• _SHORT PROBLEM_
Reproduce the article below about Larry Smith and "Love Me Tonight" word for word, in its entirety.

-------- SOURCE PASSAGE

A love affair with Chevalier’s musical
Larry Smith, nitrate film specialist on Mount Pony, sports a straw hat like Maurice Chevalier, star of the musical showing Friday night in Culpeper, “Love Me Tonight.“
Larry Smith loves “Love Me Tonight” so much he took it on his honeymoon.
Romantically so, that’s the number one reason on his top 10 list of why this 1932 movie musical with Maurice Chevalier and Jeanette MacDonald — playing tonight in the Mount Pony Theater — is his all-time favorite.
Engaged to his love Jenny at a film festival, Smith — nitrate film specialist at the Library of Congress in Culpeper — married his bride three years ago, eloping to the Ohio estate where Bogie married Bacall 60 years earlier.
Film buffs both, Jenny and Larry were most cozy then wrapped in blankets watching “Love Me Tonight” by moonlight on their honeymoon outside of a secluded log cabin.
Smith packed all the necessary equipment in the trunk of the car — 16-millimeter movie print, check; projector, check; speakers, check; wires, check; bed sheet, check — before their post-nuptials getaway.

----------------
-------- RECORDS SUPPLIED

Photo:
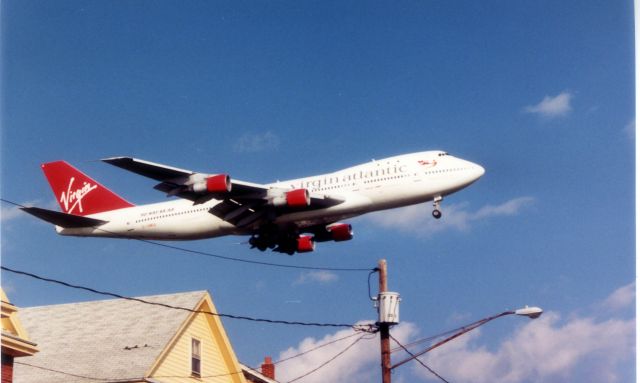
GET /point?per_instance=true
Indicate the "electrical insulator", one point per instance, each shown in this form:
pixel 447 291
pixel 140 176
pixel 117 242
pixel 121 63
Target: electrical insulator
pixel 388 307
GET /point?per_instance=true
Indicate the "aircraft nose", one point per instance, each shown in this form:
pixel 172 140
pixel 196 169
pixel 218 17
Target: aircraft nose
pixel 479 171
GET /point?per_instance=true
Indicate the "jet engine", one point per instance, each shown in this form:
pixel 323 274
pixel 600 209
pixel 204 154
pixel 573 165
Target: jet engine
pixel 220 183
pixel 294 198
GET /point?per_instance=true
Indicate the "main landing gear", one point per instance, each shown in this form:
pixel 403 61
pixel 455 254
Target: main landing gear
pixel 436 208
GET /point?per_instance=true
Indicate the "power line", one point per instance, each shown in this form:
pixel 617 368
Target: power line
pixel 315 348
pixel 212 255
pixel 328 361
pixel 418 360
pixel 365 328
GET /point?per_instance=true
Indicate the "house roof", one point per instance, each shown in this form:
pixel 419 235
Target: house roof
pixel 115 340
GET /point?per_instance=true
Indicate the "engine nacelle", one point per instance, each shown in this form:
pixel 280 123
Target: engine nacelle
pixel 294 198
pixel 305 244
pixel 220 183
pixel 340 232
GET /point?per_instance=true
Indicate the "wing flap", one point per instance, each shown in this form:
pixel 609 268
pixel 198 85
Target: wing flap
pixel 63 219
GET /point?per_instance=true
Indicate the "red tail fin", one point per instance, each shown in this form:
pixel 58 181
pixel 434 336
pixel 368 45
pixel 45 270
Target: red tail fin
pixel 77 193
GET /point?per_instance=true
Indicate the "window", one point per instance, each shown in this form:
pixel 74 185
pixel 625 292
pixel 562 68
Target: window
pixel 195 357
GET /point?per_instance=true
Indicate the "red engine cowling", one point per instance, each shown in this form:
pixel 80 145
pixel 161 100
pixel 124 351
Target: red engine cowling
pixel 305 244
pixel 220 183
pixel 298 198
pixel 340 232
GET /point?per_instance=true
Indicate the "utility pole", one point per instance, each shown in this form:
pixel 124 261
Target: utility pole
pixel 385 345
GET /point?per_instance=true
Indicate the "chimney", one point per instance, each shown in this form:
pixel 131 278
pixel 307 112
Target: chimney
pixel 268 368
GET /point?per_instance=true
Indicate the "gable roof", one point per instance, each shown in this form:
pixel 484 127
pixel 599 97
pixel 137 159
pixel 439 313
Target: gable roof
pixel 116 340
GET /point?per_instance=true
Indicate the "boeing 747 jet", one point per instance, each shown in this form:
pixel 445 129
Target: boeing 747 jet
pixel 286 216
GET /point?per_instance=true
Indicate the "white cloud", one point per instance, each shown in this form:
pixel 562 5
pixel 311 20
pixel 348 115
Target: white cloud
pixel 316 276
pixel 544 350
pixel 418 220
pixel 553 348
pixel 358 364
pixel 551 107
pixel 257 142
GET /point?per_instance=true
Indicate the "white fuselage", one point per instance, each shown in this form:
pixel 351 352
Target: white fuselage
pixel 377 185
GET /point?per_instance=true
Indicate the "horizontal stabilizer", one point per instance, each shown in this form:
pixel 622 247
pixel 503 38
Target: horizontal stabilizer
pixel 63 219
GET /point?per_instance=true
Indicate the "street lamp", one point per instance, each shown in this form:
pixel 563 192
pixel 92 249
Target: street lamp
pixel 530 312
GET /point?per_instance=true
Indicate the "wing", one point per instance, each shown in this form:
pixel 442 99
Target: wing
pixel 243 203
pixel 63 219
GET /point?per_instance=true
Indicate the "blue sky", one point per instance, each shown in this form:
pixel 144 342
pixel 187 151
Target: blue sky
pixel 539 93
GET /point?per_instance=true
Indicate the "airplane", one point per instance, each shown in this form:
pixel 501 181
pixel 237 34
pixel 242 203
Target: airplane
pixel 285 216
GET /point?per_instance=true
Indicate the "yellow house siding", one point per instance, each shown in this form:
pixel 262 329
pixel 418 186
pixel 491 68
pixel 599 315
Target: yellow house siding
pixel 218 362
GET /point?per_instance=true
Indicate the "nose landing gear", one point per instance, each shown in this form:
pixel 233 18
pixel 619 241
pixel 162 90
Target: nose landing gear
pixel 436 208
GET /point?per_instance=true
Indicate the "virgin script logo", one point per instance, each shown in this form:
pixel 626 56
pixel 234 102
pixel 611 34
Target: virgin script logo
pixel 74 198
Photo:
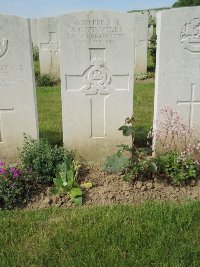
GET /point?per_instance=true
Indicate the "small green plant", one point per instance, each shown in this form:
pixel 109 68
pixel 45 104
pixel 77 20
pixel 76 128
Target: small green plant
pixel 43 158
pixel 66 181
pixel 116 163
pixel 44 80
pixel 15 185
pixel 177 167
pixel 35 53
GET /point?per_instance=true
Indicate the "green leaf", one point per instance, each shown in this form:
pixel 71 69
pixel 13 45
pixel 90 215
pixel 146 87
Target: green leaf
pixel 78 201
pixel 123 128
pixel 58 182
pixel 75 192
pixel 153 167
pixel 70 175
pixel 54 191
pixel 127 130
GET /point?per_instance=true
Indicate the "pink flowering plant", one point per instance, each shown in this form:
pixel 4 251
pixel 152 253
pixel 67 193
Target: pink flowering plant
pixel 174 136
pixel 15 184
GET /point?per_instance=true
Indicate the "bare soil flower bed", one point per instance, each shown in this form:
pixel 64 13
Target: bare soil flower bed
pixel 110 189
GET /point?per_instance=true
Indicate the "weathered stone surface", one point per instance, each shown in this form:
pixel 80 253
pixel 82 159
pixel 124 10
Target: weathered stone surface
pixel 17 102
pixel 178 65
pixel 33 23
pixel 97 67
pixel 141 42
pixel 47 30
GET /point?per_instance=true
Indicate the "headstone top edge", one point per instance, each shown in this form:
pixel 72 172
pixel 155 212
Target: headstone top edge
pixel 13 16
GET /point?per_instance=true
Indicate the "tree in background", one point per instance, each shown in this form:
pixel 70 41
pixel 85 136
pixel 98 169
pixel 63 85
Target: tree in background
pixel 182 3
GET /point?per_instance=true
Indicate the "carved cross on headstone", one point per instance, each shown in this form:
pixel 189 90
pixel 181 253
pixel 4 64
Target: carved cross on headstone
pixel 192 102
pixel 97 84
pixel 1 124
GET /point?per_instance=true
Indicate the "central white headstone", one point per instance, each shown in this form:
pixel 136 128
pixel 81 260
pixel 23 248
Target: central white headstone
pixel 18 113
pixel 97 67
pixel 47 33
pixel 141 42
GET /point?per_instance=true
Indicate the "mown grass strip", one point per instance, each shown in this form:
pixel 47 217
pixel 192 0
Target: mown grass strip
pixel 151 234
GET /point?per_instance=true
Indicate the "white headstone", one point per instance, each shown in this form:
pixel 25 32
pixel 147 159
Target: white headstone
pixel 141 42
pixel 34 32
pixel 47 30
pixel 17 102
pixel 178 64
pixel 97 67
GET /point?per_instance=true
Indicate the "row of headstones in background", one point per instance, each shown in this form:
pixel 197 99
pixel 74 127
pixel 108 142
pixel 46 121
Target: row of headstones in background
pixel 97 63
pixel 178 65
pixel 45 35
pixel 97 77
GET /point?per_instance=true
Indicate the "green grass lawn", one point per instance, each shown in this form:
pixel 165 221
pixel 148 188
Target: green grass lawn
pixel 145 235
pixel 151 234
pixel 50 118
pixel 49 114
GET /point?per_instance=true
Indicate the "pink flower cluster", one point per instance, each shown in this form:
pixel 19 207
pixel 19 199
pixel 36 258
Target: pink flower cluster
pixel 173 135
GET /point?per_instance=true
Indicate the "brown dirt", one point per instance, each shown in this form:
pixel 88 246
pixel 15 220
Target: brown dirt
pixel 111 189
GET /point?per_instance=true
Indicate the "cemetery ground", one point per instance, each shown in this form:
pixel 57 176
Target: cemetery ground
pixel 136 232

----------------

• _RESPONSE_
A love affair with Chevalier’s musical
Larry Smith, nitrate film specialist on Mount Pony, sports a straw hat like Maurice Chevalier, star of the musical showing Friday night in Culpeper, “Love Me Tonight.“
Larry Smith loves “Love Me Tonight” so much he took it on his honeymoon.
Romantically so, that’s the number one reason on his top 10 list of why this 1932 movie musical with Maurice Chevalier and Jeanette MacDonald — playing tonight in the Mount Pony Theater — is his all-time favorite.
Engaged to his love Jenny at a film festival, Smith — nitrate film specialist at the Library of Congress in Culpeper — married his bride three years ago, eloping to the Ohio estate where Bogie married Bacall 60 years earlier.
Film buffs both, Jenny and Larry were most cozy then wrapped in blankets watching “Love Me Tonight” by moonlight on their honeymoon outside of a secluded log cabin.
Smith packed all the necessary equipment in the trunk of the car — 16-millimeter movie print, check; projector, check; speakers, check; wires, check; bed sheet, check — before their post-nuptials getaway.